TASKS →
**1.** In the movie dataset analysis report, how would you put this sentence into Spanish: "The release_date column, originally stored as a string, was converted to a standard datetime format using pandas.to_datetime()."?
**2.** Can you carry on the movie dataset analysis report, picking up right after its final sentence?

DOCUMENT EXTRACT →
++++++++++
3. Data Cleaning and Preprocessing
Before conducting meaningful analysis, it was essential to clean and preprocess the raw data
to make it consistent, readable, and structured for exploration. Several steps were taken to
prepare the dataset for analysis:
● Converted release dates to datetime format
The release_date column, originally stored as a string, was converted to a standard
datetime format using pandas.to_datetime(). This transformation enabled easier
sorting, filtering, and analysis of movies based on their release timeline.
● Extracted release year for time-based analysis
After converting to datetime, a new column called release_year was created by
extracting the year from each movie's release date. This was crucial for generating
year-wise trends in ratings, revenue, popularity, and other attributes.
● Handled nested genre, cast, and crew data using ast.literal_eval
Several columns, such as genres, cast, and crew were stored as stringified JSON
objects. These were converted to Python list/dictionary objects using
ast.literal_eval() for easier traversal and filtering. This step allowed for more
advanced operations like genre extraction and identification of directors or lead actors.
● Selected relevant columns for analysis
To streamline the analysis and avoid working with unnecessary data, a subset of
important columns was selected to form the main working DataFrame (analysis_df).
These columns included identifiers like movie_id, key metrics such as vote_average,
revenue, and budget, as well as categorical and date fields like genres, cast, crew,
and release_date.
4. Exploratory Data Analysis
RATINGS AND REVENUE OVER TIME
a. Number of movies released per year
● Columns used:
release_year
● Chart type:
Line Chart – showing the trend of movie releases over time
● Functions used (with libraries and purposes):
○ value_counts() → (Pandas) Counts how many movies were released in each
year.
○ sort_index() → (Pandas) Sorts the year-wise counts chronologically.
○ plt.figure(figsize=(14,5)) → (Matplotlib.pyplot) Sets the figure size for the plot.
○ sns.lineplot() → (Seaborn) Plots a smooth line chart showing movie release
counts over the years with markers for data points.
○ plt.title(), plt.xlabel(), plt.ylabel(), plt.grid(), plt.show() → (Matplotlib.pyplot) Used
for adding title, axis labels, grid, and displaying the plot.
● Key Points:
a.Shows the number of movies produced every year.
b.Significant increase in movie production after the 2000s.
c.Indicates rapid expansion of the global film industry.
b. In which year was the highest average revenue?
● Columns used:
release_year, revenue
● Chart type:
Bar Chart – visualizing average revenue per year
● Functions used (with libraries and purposes):
○ groupby('release_year')['revenue'].mean() → (Pandas) Groups data by year and
computes the average revenue of movies in each year.
○ sort_index(ascending=True) → (Pandas) Sorts the years in chronological order
for accurate timeline visualization.
○ plot(kind='bar', ...) → (Pandas/Matplotlib) Creates a bar chart to show how
average revenue varies by year.
○ plt.ylabel(), plt.xlabel(), plt.grid(), plt.show() → (Matplotlib.pyplot) Used for
adding labels, grid, and displaying the chart.
○ idxmax() → (Pandas) Identifies the year with the highest average revenue.
++++++++++
RECORDED INFORMATION →
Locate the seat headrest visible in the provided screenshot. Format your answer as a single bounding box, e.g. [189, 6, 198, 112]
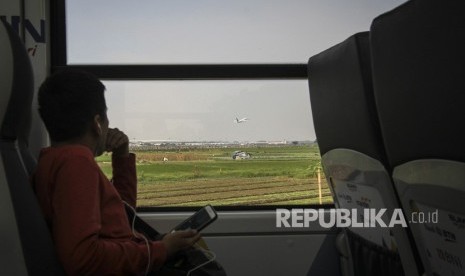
++++++++++
ANSWERS TO THE TASKS →
**1.** La columna release_date, almacenada originalmente como cadena de texto, se convirtió a un formato datetime estándar mediante pandas.to_datetime().

**2.**
● Key Points:
a.Displays the average revenue earned by movies each year.
b.Later years (2010s) show higher average revenue due to blockbuster franchises.
c.Reflects growing global box office and international releases.
d.Year with Highest Average Revenue: 1939.0
c. Find average movie ratings per year.
● Columns used:
release_year, vote_average
● Chart type:
Line Chart – to visualize changes in average ratings over time
● Functions used (with libraries and purposes):
○ groupby('release_year')['vote_average'].mean() → (Pandas) Groups movies by
release year and calculates the average rating per year.
○ plt.figure(figsize=(14,5)) → (Matplotlib.pyplot) Sets the plot size.
○ sns.lineplot(...) → (Seaborn) Plots the average ratings year-wise with markers for
each data point.
○ plt.title(), plt.xlabel(), plt.ylabel(), plt.grid(), plt.show() → (Matplotlib.pyplot) Used
for adding titles, labels, grid lines, and rendering the chart.
● Key Points:
a. Measures how audience ratings have varied over time.
b. Ratings have remained fairly consistent, averaging between 6–7.
c. Few years show a dip, possibly due to an increase in massreleased lower-quality
content.
d. Display top 10 highest revenue movie titles.
● Columns used:
title, revenue
● Chart type:
Horizontal Bar Chart – to show revenue for top-grossing movies
● Functions used (with libraries and purposes):
○ sort_values(by='revenue', ascending=False) → (Pandas) Sorts movies in
descending order of revenue to identify the top earners.
○ head(10) → (Pandas) Selects the top 10 movies after sorting.
○ sns.barplot(...) → (Seaborn) Creates a horizontal bar chart with movie titles on
the y-axis and their revenues on the x-axis for better readability.
○ plt.figure(), plt.title(), plt.xlabel(), plt.ylabel(), plt.tight_layout(), plt.show() →
(Matplotlib.pyplot) Used for customizing and displaying the plot.
○ display() → (IPython.display) Displays the top 10 data in a readable table
format.
● Key Points:
a. Franchise blockbusters like Avatar and Avengers lead the list.
b.Most movies belong to action, adventure, or fantasy genres.
c.High revenue often aligns with global releases and large fanbases.
d.Reflects the dominance of big-budget productions in modern cinema.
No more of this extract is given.